**ACTIVITY:**
Please copy each line below that contains the word "wall".

%%

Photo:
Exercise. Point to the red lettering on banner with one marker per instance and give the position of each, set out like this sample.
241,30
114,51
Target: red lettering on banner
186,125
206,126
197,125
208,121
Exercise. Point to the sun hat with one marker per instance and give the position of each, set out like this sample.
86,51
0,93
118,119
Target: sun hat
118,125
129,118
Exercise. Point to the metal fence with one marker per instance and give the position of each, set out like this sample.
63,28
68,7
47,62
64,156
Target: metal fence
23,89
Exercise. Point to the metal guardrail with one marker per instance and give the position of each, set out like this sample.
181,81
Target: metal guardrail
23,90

%%
%%

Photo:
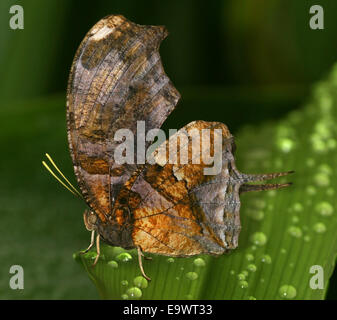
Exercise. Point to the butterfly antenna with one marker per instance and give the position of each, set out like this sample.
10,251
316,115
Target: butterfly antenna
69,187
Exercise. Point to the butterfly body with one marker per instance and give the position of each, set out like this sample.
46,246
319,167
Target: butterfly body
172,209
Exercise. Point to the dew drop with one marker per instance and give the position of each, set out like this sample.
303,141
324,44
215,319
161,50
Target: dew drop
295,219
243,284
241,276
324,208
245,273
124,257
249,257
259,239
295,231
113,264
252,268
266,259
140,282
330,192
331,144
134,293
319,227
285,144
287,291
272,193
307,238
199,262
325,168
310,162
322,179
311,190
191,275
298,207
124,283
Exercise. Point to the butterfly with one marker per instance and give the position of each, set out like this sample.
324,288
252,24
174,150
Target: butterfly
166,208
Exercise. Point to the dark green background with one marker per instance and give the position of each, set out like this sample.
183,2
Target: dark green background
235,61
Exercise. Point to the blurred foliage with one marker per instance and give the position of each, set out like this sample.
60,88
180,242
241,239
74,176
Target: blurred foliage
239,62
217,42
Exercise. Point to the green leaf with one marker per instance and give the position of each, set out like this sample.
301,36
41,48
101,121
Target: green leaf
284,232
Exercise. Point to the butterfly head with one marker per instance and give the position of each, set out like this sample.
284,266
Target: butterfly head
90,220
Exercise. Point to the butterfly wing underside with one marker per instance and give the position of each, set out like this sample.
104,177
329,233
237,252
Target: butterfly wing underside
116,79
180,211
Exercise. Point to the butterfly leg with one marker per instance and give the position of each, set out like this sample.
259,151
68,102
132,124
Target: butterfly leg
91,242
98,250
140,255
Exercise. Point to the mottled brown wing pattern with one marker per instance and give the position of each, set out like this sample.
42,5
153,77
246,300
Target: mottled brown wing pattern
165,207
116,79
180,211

%%
%%

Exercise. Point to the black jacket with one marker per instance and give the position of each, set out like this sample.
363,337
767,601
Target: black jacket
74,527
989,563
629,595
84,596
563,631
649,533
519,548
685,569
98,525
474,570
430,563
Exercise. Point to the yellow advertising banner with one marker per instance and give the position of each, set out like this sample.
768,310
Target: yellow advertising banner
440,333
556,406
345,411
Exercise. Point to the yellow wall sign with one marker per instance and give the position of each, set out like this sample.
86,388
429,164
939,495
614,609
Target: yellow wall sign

%%

**ANSWER SPACE:**
Exercise. Point to the yellow wall sign with one marker per instance and give the position of each, set out like this sample.
Target: yellow wall sign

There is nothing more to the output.